BEGIN TASK MATERIAL

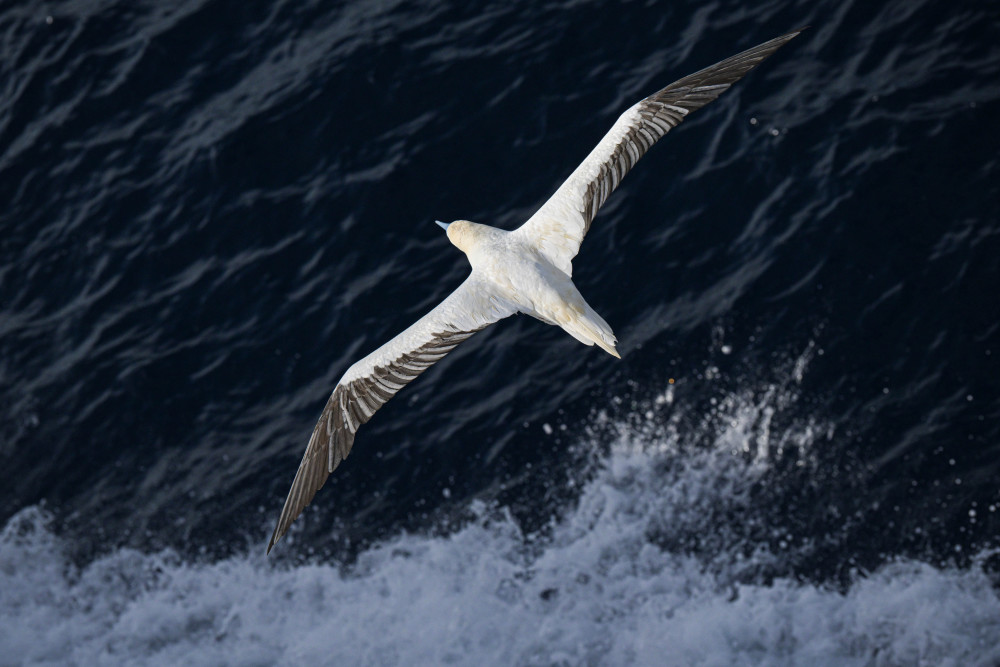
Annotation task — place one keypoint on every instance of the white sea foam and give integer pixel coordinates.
(603, 586)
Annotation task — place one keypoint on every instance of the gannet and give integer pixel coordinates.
(528, 270)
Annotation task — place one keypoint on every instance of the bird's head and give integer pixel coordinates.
(461, 233)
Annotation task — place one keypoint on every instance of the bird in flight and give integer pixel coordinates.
(528, 270)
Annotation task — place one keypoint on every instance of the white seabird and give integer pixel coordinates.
(528, 270)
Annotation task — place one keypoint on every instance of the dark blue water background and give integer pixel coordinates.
(208, 210)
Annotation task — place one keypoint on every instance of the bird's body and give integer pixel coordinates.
(528, 270)
(520, 274)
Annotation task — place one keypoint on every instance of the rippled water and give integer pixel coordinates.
(210, 210)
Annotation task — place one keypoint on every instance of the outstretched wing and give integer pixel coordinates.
(558, 227)
(371, 382)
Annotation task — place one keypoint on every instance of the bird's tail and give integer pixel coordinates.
(590, 329)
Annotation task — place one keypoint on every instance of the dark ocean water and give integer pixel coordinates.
(209, 210)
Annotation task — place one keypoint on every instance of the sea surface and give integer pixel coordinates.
(209, 210)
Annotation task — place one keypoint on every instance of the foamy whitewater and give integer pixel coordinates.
(645, 568)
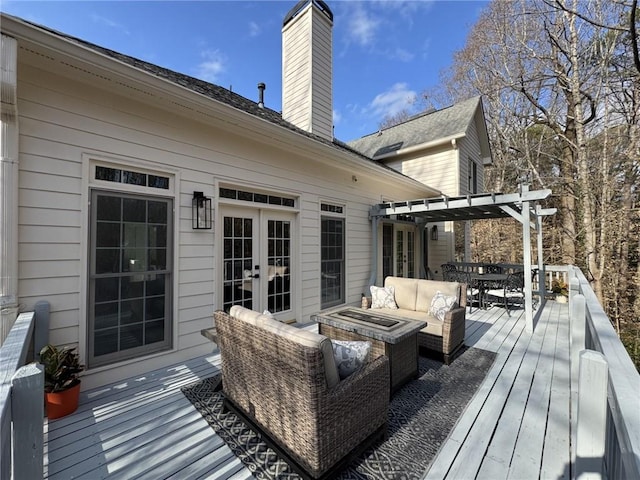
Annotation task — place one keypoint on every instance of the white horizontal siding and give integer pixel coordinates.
(65, 122)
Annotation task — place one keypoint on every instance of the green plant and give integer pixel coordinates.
(560, 287)
(61, 368)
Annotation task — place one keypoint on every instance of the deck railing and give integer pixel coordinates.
(21, 401)
(604, 390)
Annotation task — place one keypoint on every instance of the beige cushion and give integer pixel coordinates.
(383, 297)
(405, 291)
(428, 288)
(434, 326)
(302, 337)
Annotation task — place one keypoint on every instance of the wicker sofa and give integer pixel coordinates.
(413, 297)
(283, 381)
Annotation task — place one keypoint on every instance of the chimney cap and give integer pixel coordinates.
(300, 5)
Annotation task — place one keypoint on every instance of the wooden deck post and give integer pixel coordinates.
(27, 412)
(592, 415)
(574, 287)
(578, 322)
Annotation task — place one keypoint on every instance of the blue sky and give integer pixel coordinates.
(384, 52)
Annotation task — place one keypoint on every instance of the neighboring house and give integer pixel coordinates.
(102, 157)
(447, 149)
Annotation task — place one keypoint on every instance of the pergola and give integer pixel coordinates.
(523, 205)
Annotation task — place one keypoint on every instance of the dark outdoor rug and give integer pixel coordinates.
(421, 415)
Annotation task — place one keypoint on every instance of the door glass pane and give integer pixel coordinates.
(238, 262)
(279, 266)
(130, 282)
(411, 255)
(400, 253)
(387, 251)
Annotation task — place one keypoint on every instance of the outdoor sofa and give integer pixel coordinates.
(284, 382)
(413, 297)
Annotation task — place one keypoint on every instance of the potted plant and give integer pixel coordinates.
(561, 290)
(61, 380)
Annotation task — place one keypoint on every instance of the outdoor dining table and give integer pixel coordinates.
(487, 281)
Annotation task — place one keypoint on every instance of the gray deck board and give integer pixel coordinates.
(516, 425)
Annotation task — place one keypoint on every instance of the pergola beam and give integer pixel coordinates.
(476, 207)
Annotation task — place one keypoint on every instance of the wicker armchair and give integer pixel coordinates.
(283, 381)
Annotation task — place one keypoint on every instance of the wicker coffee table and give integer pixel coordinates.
(395, 337)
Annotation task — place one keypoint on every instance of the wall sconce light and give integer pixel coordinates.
(201, 211)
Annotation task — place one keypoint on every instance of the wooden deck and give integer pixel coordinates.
(516, 426)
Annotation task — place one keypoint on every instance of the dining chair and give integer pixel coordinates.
(512, 290)
(446, 269)
(492, 268)
(473, 292)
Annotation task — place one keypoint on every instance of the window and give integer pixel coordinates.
(130, 277)
(332, 257)
(473, 176)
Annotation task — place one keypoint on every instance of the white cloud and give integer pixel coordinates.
(362, 27)
(337, 117)
(212, 66)
(403, 55)
(109, 23)
(394, 100)
(254, 29)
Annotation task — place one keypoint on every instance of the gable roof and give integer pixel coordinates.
(201, 87)
(427, 128)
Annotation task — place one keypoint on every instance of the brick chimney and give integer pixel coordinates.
(307, 72)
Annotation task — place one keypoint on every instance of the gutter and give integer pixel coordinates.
(452, 139)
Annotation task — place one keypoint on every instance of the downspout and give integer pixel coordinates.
(422, 252)
(375, 220)
(8, 185)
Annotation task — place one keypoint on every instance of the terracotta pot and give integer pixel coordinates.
(62, 403)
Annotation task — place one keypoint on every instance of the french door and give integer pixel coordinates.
(257, 260)
(399, 250)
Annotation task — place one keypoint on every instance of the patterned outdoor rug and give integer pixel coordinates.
(421, 415)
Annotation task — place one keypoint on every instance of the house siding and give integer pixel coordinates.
(65, 123)
(307, 72)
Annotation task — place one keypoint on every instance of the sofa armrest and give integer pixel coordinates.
(355, 408)
(453, 328)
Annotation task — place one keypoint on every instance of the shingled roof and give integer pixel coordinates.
(427, 127)
(210, 90)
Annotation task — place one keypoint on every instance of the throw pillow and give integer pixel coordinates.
(441, 304)
(349, 355)
(383, 297)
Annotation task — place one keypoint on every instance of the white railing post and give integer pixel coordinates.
(577, 324)
(27, 412)
(578, 321)
(592, 415)
(574, 288)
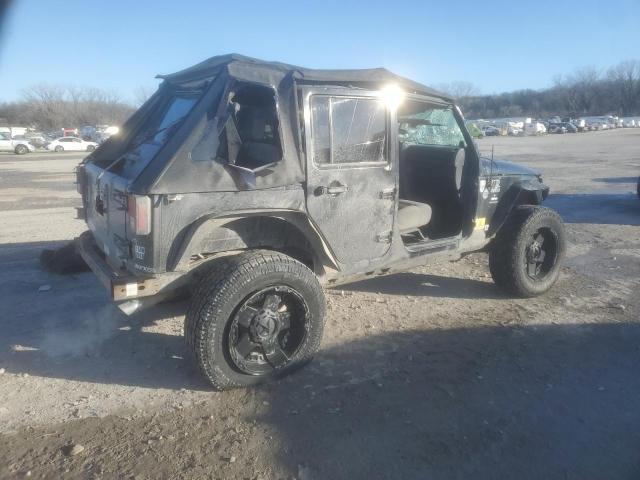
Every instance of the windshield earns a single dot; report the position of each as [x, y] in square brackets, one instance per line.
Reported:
[155, 133]
[424, 124]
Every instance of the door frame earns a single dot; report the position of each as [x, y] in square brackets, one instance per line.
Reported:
[390, 165]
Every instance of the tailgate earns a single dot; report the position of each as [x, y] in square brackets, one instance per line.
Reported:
[105, 209]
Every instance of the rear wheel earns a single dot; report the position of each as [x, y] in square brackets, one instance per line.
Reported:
[527, 253]
[255, 317]
[21, 149]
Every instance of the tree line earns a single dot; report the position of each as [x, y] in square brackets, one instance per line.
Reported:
[49, 107]
[585, 92]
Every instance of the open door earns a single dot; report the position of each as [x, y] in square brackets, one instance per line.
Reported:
[351, 187]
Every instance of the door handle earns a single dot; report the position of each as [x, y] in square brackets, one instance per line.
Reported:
[334, 188]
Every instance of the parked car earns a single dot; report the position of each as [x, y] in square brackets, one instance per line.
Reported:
[18, 146]
[534, 128]
[491, 131]
[71, 144]
[557, 128]
[255, 208]
[35, 139]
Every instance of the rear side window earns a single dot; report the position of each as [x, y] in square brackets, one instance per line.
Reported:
[348, 130]
[248, 136]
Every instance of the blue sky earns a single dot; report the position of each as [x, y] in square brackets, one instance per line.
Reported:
[496, 45]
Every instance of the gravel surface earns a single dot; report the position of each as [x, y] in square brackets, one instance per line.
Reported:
[432, 373]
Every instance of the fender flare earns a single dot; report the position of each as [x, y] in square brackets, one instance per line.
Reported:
[246, 229]
[524, 193]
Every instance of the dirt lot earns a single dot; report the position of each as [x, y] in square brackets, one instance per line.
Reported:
[431, 373]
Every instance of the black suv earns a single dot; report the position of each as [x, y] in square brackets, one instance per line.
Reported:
[253, 184]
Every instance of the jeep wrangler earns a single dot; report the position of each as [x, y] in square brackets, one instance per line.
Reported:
[253, 184]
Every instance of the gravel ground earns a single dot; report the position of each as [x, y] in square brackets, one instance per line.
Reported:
[432, 373]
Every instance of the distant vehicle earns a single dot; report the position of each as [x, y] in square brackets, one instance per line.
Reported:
[71, 144]
[557, 128]
[474, 130]
[491, 131]
[18, 146]
[69, 132]
[34, 138]
[534, 128]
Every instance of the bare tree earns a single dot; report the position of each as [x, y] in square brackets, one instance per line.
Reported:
[459, 89]
[625, 84]
[53, 106]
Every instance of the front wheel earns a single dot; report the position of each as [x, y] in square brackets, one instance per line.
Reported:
[255, 317]
[527, 253]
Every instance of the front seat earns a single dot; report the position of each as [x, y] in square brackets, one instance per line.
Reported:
[412, 216]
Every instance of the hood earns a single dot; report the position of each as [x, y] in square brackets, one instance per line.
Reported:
[500, 167]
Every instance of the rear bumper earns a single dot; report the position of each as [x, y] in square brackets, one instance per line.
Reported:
[123, 286]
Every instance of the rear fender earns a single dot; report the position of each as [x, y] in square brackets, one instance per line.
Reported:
[290, 232]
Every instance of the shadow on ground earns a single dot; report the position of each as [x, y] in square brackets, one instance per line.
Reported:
[597, 208]
[65, 326]
[553, 402]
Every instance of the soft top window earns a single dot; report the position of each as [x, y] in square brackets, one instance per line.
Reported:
[427, 124]
[249, 139]
[153, 133]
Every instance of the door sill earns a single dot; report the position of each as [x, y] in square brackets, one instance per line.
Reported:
[427, 245]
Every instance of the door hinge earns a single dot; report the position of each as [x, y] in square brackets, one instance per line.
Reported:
[388, 193]
[384, 237]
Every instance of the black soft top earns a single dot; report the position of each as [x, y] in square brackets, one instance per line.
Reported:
[249, 68]
[176, 170]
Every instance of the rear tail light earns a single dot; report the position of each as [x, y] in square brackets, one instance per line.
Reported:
[139, 213]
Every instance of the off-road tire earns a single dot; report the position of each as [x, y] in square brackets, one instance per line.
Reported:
[21, 150]
[223, 288]
[508, 251]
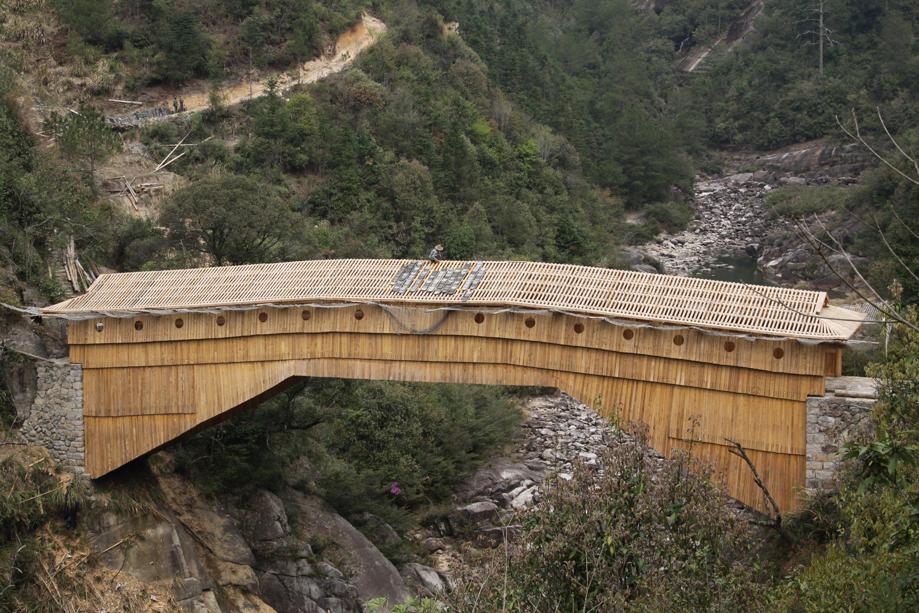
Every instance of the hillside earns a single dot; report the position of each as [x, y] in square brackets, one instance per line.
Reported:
[676, 136]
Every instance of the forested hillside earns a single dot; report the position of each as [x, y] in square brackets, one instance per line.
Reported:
[552, 130]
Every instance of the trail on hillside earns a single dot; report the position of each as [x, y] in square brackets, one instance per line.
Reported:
[197, 97]
[737, 31]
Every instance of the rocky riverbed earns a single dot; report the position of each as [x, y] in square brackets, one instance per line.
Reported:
[557, 433]
[732, 221]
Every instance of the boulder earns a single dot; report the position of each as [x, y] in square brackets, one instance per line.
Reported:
[644, 268]
[378, 530]
[472, 516]
[212, 527]
[368, 570]
[265, 519]
[424, 579]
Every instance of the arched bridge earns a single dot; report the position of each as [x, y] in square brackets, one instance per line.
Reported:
[698, 361]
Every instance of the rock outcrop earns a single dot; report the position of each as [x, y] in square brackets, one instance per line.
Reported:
[217, 557]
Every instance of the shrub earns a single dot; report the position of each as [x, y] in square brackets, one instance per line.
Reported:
[639, 535]
[804, 200]
[359, 438]
[669, 216]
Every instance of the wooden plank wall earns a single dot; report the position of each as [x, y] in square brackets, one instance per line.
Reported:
[150, 379]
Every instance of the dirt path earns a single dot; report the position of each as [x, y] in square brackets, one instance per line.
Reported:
[737, 32]
[197, 96]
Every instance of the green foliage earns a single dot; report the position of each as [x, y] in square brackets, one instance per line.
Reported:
[881, 461]
[596, 72]
[183, 48]
[170, 41]
[41, 204]
[640, 536]
[872, 560]
[33, 496]
[769, 93]
[799, 201]
[231, 218]
[669, 216]
[84, 138]
[93, 20]
[412, 605]
[357, 439]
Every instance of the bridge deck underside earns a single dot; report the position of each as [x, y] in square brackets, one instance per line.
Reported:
[150, 379]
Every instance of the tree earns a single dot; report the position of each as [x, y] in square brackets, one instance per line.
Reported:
[85, 138]
[233, 219]
[818, 34]
[184, 48]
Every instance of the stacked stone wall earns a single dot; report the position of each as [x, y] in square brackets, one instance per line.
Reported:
[56, 419]
[833, 420]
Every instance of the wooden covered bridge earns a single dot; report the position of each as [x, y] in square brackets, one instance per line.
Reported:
[698, 361]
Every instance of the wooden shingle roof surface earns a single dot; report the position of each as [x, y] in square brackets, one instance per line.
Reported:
[646, 297]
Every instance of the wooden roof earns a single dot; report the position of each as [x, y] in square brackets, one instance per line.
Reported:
[647, 297]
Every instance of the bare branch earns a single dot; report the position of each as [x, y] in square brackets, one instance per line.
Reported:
[896, 144]
[902, 223]
[893, 252]
[858, 137]
[738, 450]
[818, 247]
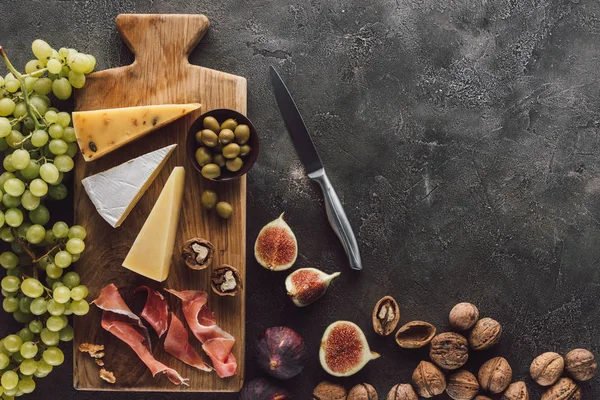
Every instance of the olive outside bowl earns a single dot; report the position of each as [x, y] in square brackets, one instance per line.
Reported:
[221, 114]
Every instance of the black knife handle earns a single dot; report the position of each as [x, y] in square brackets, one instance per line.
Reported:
[338, 219]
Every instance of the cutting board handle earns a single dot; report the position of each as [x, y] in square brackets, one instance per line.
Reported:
[171, 35]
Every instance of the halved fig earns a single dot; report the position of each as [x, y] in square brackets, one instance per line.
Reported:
[276, 247]
[344, 349]
[307, 285]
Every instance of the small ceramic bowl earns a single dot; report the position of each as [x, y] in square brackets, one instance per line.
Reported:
[221, 114]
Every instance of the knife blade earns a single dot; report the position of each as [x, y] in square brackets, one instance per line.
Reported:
[314, 167]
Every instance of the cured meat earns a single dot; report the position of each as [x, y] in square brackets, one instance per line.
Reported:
[178, 345]
[156, 311]
[215, 341]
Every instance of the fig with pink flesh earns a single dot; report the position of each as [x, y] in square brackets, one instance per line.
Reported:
[344, 349]
[307, 285]
[281, 352]
[276, 247]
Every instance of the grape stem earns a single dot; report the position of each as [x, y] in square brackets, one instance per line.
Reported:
[20, 78]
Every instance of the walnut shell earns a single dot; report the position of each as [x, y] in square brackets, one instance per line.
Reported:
[564, 389]
[429, 380]
[516, 391]
[329, 391]
[415, 334]
[495, 375]
[547, 368]
[402, 391]
[581, 364]
[485, 334]
[363, 391]
[463, 316]
[449, 350]
[462, 385]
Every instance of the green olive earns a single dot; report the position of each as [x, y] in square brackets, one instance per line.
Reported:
[226, 136]
[242, 133]
[224, 209]
[245, 150]
[203, 156]
[211, 171]
[229, 124]
[219, 160]
[209, 199]
[231, 150]
[212, 124]
[209, 138]
[234, 165]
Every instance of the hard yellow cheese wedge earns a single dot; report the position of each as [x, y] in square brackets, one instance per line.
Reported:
[152, 250]
[101, 131]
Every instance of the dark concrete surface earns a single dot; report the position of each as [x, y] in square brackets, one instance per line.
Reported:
[461, 135]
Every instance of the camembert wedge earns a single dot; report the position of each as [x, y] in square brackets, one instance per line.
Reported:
[116, 191]
[101, 131]
[152, 250]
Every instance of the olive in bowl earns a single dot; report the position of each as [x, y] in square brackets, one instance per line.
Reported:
[222, 144]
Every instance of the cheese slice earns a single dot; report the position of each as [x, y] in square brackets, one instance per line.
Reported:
[152, 250]
[116, 191]
[101, 131]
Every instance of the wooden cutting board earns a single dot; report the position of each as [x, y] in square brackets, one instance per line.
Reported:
[160, 74]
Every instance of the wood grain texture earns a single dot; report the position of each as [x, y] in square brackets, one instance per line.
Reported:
[161, 74]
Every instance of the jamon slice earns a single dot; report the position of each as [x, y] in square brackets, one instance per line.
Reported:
[177, 344]
[215, 341]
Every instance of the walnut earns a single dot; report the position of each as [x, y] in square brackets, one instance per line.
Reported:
[197, 253]
[329, 391]
[564, 389]
[429, 380]
[362, 391]
[402, 391]
[581, 364]
[485, 334]
[462, 385]
[463, 316]
[516, 391]
[495, 375]
[547, 368]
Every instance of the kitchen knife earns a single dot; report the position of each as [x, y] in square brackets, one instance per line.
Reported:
[314, 167]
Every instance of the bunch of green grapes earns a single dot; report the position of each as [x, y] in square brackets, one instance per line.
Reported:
[38, 143]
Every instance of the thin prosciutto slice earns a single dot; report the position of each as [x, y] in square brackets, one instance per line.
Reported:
[215, 341]
[156, 311]
[178, 345]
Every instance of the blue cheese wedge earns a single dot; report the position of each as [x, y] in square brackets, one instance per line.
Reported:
[116, 191]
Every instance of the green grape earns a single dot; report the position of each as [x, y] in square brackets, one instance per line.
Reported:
[10, 305]
[71, 280]
[80, 307]
[57, 146]
[10, 380]
[61, 294]
[61, 88]
[63, 259]
[79, 292]
[32, 287]
[66, 334]
[39, 138]
[36, 325]
[38, 187]
[41, 216]
[49, 338]
[39, 306]
[29, 201]
[10, 283]
[55, 308]
[9, 260]
[13, 217]
[49, 172]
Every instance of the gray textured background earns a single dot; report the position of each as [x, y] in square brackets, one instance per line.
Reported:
[462, 137]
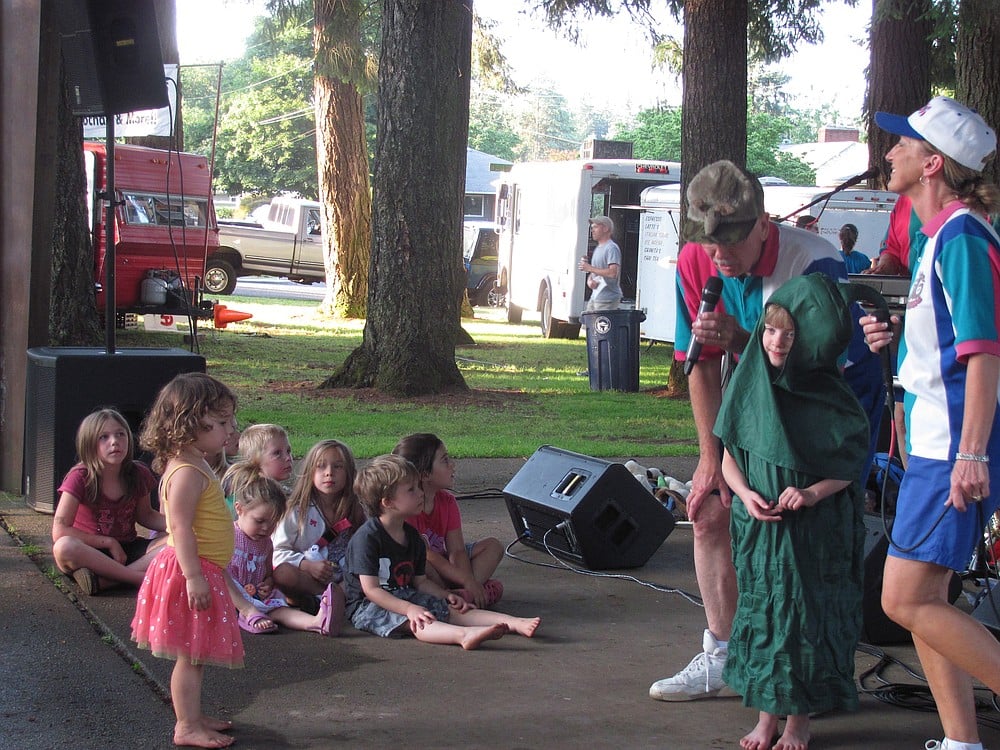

END TASK MATERIAL

• **TASK REQUIREMENTS**:
For each line in the entries that holds "walnut", return that line.

• **RESULT FOR THIS EXERCISE**:
Every instance of the walnut shell earns a single dot; report the position of each as [x, y] in square brackets, one instance per line.
Every instance of the walnut earns a single dot; report the position of each as [x, y] in square brackets, one instance per line.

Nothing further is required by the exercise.